» TASK DESCRIPTION
Lines before the one containing "Target: shelf niche" are not wanted. Transcribe that line and all after it exactly, to the end of the entries.

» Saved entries
□ □ □ □ □
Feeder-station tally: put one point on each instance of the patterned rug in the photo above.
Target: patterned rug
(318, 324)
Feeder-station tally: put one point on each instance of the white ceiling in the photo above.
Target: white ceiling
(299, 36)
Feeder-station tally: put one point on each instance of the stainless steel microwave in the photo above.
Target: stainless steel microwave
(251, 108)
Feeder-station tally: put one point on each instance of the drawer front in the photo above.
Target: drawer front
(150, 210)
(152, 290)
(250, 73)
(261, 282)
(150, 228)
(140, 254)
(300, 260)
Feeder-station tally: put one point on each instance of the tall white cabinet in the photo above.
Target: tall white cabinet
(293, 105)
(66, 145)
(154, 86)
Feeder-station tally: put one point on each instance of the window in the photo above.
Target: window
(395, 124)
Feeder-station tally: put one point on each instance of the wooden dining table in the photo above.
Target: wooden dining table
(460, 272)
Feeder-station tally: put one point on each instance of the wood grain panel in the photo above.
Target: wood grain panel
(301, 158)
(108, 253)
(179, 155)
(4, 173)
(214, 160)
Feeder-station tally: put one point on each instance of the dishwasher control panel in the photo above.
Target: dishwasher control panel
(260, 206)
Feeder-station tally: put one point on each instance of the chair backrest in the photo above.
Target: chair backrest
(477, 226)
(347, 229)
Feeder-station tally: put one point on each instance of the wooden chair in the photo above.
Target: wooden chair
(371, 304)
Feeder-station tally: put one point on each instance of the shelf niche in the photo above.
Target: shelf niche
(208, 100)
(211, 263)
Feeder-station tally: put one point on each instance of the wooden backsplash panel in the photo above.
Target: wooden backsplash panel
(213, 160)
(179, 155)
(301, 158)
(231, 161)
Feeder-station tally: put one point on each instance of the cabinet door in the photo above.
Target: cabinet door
□ □ □ □ □
» REPLY
Target: shelf niche
(208, 100)
(211, 263)
Feeder-station tally: put one point on each instance of the wooden backsplash panel in the photo above.
Target: wooden backsplash panel
(213, 160)
(179, 155)
(301, 158)
(231, 161)
Feeder-station tally: put one point on each instance of the cabinet door in the photo above.
Target: cabinet door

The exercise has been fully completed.